**BRIEF**
Filter the entries below down to the lines that contain the string "cliff", treating uppercase and lowercase as different.

───── GIVEN DATA ─────

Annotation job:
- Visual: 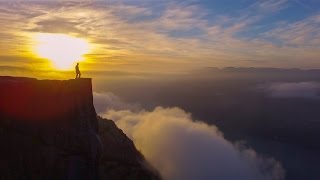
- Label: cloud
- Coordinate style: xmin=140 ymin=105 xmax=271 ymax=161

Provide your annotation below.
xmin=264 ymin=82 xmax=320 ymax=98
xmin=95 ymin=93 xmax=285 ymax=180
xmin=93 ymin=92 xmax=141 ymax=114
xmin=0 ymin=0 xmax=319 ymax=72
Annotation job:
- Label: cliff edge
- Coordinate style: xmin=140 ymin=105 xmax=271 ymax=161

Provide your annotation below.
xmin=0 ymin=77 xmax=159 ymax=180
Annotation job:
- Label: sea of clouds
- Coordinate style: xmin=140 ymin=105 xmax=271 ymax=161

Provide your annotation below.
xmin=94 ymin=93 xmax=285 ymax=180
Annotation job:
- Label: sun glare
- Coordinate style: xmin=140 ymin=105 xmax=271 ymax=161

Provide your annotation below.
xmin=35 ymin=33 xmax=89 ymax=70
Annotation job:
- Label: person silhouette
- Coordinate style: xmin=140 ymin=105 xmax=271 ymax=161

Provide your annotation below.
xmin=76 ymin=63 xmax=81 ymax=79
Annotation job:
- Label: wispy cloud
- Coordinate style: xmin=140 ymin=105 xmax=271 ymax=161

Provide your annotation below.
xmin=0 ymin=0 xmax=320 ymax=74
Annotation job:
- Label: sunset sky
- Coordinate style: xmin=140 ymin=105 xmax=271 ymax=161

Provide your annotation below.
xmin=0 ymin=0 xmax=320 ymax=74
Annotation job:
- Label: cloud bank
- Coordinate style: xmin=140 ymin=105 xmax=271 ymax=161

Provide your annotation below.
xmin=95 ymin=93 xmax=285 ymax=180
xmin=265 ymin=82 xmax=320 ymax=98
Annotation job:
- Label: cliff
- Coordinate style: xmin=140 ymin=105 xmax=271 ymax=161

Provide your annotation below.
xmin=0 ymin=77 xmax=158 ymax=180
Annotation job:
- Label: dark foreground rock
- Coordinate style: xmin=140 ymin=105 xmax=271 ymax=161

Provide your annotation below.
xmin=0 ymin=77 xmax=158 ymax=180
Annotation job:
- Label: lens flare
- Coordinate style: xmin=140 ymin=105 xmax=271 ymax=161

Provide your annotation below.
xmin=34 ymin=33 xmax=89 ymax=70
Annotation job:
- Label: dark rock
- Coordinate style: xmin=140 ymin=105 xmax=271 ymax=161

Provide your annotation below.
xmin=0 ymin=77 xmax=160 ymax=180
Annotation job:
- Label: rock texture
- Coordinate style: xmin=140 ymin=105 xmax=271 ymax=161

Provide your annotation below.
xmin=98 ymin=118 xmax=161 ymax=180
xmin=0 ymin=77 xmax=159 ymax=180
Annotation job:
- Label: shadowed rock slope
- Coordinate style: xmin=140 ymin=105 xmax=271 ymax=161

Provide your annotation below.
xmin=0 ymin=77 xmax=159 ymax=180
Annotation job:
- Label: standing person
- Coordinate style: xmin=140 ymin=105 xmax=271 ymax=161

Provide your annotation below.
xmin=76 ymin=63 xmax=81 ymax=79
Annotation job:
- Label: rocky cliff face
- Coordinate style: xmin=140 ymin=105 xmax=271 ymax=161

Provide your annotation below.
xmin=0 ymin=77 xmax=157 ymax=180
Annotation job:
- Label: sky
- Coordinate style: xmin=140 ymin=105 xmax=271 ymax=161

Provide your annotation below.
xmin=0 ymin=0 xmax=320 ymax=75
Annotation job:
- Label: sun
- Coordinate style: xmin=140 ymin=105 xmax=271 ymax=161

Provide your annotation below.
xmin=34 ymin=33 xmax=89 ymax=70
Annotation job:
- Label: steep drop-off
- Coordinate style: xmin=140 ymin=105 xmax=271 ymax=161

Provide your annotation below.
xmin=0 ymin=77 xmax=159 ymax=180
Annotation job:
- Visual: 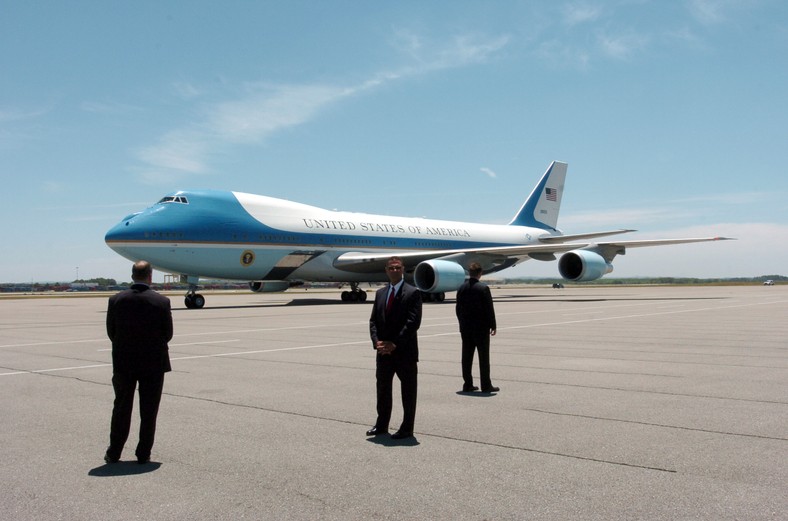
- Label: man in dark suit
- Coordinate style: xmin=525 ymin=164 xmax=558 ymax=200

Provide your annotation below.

─────
───── GIVEN DATA ─────

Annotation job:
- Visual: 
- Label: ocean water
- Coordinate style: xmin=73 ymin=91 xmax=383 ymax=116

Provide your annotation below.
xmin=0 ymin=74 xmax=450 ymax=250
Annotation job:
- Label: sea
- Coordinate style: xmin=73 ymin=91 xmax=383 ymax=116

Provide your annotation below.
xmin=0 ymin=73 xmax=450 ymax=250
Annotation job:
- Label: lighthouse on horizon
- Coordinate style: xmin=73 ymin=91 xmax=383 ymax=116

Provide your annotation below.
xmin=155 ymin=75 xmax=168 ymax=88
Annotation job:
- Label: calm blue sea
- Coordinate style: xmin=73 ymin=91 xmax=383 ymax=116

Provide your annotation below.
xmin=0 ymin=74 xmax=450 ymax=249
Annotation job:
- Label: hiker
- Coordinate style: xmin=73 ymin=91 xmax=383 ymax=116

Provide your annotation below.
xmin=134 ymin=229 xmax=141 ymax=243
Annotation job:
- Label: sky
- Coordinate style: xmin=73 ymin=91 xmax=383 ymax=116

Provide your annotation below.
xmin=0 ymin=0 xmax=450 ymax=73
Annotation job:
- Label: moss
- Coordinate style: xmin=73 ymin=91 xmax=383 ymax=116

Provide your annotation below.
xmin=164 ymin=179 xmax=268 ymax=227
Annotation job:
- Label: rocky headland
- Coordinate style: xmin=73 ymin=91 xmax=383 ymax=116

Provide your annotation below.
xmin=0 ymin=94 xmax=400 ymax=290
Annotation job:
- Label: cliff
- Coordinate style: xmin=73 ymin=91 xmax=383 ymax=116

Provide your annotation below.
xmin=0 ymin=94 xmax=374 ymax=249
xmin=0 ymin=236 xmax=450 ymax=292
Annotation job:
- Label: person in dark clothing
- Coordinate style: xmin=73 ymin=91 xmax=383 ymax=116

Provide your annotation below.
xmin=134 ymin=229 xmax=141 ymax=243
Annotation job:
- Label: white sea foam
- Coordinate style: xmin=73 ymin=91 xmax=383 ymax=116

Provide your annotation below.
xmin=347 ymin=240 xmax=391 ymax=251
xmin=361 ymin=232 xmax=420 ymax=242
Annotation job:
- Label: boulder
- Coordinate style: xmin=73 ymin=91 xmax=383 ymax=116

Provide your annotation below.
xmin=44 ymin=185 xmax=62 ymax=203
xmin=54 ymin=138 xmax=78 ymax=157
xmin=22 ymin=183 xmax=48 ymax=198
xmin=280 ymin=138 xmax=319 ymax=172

─────

**WRITTEN SOLUTION**
- Label: cliff edge
- Label: cliff
- Label: rocky cliff face
- Label: cliff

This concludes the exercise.